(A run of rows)
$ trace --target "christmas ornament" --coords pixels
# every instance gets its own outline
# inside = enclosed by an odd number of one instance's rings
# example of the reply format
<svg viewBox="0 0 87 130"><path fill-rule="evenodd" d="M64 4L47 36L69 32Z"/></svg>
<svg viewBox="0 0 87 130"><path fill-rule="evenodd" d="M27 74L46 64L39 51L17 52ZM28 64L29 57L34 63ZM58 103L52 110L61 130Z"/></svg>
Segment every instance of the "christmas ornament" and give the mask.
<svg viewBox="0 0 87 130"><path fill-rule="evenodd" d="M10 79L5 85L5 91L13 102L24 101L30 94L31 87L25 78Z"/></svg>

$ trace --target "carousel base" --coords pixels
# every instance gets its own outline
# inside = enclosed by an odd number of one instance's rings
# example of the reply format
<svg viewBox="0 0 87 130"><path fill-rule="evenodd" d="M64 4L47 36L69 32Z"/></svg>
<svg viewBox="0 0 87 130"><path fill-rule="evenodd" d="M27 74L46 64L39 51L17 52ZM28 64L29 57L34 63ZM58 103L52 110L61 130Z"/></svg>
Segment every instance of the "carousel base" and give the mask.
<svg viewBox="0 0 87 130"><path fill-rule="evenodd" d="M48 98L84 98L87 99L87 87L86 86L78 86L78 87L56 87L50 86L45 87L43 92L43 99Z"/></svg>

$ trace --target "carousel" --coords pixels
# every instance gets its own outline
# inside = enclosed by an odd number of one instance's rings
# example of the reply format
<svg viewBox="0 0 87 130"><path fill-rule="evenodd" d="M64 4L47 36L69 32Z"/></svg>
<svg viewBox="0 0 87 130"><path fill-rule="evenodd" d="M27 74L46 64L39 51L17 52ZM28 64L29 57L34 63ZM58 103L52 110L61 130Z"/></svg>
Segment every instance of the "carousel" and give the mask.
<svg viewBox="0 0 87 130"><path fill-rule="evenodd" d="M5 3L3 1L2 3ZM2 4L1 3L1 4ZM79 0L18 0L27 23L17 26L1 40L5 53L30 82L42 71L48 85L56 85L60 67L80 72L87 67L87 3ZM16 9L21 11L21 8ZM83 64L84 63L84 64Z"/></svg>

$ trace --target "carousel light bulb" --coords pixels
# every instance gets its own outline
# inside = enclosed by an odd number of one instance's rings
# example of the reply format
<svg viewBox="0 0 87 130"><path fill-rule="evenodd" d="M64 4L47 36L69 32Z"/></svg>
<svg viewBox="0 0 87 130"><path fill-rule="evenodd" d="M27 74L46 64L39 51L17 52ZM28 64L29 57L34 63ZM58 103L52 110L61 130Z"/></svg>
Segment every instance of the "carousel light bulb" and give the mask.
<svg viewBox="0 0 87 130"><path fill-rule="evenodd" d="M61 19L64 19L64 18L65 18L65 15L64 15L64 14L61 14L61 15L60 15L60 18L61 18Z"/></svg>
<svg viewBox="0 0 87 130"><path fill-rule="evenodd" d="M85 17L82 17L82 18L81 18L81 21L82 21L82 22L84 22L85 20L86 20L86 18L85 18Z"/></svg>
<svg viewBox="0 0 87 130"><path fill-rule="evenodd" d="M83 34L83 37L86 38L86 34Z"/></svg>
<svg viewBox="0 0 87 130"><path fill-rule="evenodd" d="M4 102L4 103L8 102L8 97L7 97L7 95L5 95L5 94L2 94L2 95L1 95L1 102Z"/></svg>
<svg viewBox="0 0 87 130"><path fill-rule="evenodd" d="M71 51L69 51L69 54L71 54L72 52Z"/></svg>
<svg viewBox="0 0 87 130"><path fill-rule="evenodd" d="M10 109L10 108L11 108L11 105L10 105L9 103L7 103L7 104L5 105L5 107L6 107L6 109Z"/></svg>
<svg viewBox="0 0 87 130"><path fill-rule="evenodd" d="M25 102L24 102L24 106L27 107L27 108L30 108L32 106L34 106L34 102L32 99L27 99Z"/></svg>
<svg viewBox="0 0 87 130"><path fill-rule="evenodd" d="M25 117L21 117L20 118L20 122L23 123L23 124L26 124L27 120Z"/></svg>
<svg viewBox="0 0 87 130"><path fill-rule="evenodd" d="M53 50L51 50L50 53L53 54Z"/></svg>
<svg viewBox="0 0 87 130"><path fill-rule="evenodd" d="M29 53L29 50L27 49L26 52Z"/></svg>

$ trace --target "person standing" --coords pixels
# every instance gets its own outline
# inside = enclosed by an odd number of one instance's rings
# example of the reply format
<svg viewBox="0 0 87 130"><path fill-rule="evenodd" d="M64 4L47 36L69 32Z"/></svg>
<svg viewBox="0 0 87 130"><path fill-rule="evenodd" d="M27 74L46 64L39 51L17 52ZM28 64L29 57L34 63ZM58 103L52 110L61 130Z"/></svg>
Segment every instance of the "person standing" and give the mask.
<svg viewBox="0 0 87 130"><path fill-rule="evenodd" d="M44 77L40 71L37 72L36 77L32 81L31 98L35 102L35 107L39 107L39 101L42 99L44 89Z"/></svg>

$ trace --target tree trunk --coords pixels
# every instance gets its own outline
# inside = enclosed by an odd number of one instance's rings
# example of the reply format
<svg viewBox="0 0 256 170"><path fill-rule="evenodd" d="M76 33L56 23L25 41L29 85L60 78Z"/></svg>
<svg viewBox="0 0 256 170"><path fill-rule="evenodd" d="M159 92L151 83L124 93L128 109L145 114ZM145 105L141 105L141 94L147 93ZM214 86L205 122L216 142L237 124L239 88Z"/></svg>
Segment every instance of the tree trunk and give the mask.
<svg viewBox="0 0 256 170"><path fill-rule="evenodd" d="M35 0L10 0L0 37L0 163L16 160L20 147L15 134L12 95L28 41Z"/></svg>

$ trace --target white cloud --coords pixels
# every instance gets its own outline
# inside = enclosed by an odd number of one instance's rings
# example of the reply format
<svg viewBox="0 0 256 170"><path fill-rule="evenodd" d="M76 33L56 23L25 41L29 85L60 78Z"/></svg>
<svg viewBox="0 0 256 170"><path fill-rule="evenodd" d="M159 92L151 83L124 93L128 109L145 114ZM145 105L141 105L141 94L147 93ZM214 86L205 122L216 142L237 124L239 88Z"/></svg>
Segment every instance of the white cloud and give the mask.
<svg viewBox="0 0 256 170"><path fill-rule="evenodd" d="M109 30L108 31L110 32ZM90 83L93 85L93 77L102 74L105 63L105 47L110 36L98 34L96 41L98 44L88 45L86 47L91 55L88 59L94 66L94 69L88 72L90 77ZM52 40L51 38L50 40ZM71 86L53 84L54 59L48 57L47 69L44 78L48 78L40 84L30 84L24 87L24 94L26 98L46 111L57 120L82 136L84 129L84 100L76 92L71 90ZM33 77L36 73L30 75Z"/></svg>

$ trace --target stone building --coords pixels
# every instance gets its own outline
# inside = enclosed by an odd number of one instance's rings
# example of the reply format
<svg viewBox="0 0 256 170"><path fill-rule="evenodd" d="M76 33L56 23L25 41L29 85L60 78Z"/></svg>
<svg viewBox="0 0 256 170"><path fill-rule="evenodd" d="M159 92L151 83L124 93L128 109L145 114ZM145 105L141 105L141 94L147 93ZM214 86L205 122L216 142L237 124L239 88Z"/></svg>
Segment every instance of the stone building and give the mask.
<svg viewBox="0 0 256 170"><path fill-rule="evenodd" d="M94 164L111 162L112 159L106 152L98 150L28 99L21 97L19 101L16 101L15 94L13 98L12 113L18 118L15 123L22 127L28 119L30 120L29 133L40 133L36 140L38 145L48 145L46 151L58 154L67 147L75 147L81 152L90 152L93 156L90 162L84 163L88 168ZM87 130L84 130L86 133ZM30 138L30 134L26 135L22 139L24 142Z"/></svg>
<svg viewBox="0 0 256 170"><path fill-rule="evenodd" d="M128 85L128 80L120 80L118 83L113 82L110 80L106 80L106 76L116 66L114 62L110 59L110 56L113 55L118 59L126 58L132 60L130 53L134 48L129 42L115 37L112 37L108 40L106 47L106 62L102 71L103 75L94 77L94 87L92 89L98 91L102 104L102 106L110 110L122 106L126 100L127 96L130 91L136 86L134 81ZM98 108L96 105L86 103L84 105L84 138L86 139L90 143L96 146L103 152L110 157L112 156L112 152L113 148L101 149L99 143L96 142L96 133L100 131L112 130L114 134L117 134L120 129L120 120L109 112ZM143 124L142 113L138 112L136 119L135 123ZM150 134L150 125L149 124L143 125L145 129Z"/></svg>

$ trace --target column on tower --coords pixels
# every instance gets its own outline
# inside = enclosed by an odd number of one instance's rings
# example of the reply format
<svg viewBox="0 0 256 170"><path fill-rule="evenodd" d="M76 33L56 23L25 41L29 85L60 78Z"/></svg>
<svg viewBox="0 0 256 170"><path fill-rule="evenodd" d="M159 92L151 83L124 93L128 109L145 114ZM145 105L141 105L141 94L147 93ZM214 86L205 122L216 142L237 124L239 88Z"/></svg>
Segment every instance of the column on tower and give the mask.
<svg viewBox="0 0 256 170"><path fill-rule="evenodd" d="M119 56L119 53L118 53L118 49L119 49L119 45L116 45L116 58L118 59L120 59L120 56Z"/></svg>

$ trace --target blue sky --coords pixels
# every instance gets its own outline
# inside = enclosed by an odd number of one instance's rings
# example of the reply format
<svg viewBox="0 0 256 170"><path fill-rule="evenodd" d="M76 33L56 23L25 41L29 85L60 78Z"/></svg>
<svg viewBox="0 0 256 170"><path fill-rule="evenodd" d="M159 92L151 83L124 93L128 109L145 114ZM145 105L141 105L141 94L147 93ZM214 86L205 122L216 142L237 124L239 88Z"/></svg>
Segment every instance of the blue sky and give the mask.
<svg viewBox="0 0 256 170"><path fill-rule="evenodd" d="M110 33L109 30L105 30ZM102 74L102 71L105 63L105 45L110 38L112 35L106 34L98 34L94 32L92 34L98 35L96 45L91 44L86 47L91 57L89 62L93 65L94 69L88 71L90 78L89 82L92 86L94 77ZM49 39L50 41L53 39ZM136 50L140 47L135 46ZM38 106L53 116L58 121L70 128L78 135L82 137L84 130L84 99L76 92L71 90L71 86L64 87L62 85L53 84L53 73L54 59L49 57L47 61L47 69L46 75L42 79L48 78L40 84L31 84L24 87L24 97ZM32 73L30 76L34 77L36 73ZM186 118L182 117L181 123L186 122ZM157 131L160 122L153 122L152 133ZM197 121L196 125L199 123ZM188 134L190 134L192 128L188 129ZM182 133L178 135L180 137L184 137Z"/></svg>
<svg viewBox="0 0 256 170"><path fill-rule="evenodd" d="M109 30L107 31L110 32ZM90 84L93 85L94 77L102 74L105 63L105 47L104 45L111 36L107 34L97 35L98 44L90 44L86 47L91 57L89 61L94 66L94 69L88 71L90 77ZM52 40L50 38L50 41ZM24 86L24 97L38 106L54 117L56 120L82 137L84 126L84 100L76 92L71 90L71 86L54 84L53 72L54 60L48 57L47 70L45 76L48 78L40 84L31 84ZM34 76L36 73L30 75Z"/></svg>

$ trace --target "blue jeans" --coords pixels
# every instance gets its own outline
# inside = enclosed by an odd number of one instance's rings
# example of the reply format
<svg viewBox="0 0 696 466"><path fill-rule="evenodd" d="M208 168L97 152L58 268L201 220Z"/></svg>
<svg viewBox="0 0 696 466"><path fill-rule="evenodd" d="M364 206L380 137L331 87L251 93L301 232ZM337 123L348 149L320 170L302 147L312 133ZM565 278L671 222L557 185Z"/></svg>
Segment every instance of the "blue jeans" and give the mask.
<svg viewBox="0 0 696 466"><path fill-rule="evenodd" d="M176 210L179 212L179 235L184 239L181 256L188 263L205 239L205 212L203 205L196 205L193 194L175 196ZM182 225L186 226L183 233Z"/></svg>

*PROBLEM DETAILS*
Reproduce word for word every line from the one containing "building --coords pixels" through the one containing "56L119 53L118 53L118", including both of those lines.

*WRITTEN RESPONSE*
$ trace --target stone building --coords pixels
# every instance gets its own outline
# inside = enclosed by an odd number of one instance's rings
# example of the reply format
<svg viewBox="0 0 256 170"><path fill-rule="evenodd" d="M76 33L56 23L25 41L29 85L60 78Z"/></svg>
<svg viewBox="0 0 256 170"><path fill-rule="evenodd" d="M159 92L151 83L124 93L128 109L145 114ZM145 105L141 105L141 94L147 93ZM214 86L205 122L216 142L237 124L239 88Z"/></svg>
Segment every instance of the stone building and give the mask.
<svg viewBox="0 0 256 170"><path fill-rule="evenodd" d="M94 164L111 162L112 159L106 152L98 150L28 99L21 97L19 101L16 101L15 94L13 98L12 113L18 118L15 123L22 127L28 119L30 120L29 133L40 133L36 140L38 145L48 145L46 151L58 154L67 147L75 147L81 152L90 152L93 156L90 162L84 163L88 168ZM87 130L84 130L86 133ZM30 138L30 134L26 135L22 139L24 142Z"/></svg>
<svg viewBox="0 0 256 170"><path fill-rule="evenodd" d="M128 85L128 80L120 80L118 83L113 82L110 80L106 80L106 76L116 66L114 62L110 59L110 56L113 55L118 59L126 58L132 60L130 53L134 48L129 42L115 37L112 37L108 40L106 47L106 62L102 71L103 75L94 77L94 87L92 89L98 91L102 104L102 106L110 110L122 106L126 100L127 96L130 91L136 86L134 81ZM98 108L96 105L86 103L84 105L84 138L86 139L90 143L96 146L103 152L110 157L112 156L112 152L113 148L101 149L99 143L96 142L96 133L100 131L112 130L114 134L117 134L120 129L120 120L109 112ZM143 124L142 113L138 112L136 119L135 123ZM150 134L150 125L149 124L143 125L145 129Z"/></svg>

$ trace --target column on tower --coords pixels
# every instance gets its own outline
# inside = enclosed by an odd number of one instance's rings
# example of the reply format
<svg viewBox="0 0 256 170"><path fill-rule="evenodd" d="M76 33L56 23L25 41L29 85L60 78Z"/></svg>
<svg viewBox="0 0 256 170"><path fill-rule="evenodd" d="M159 92L151 83L124 93L128 109L145 114ZM145 105L141 105L141 94L147 93ZM214 86L205 122L216 142L237 124L239 88Z"/></svg>
Segment every instance of the column on tower and give the mask.
<svg viewBox="0 0 256 170"><path fill-rule="evenodd" d="M119 56L119 53L118 53L118 49L119 49L119 45L116 45L116 58L118 59L120 59L120 56Z"/></svg>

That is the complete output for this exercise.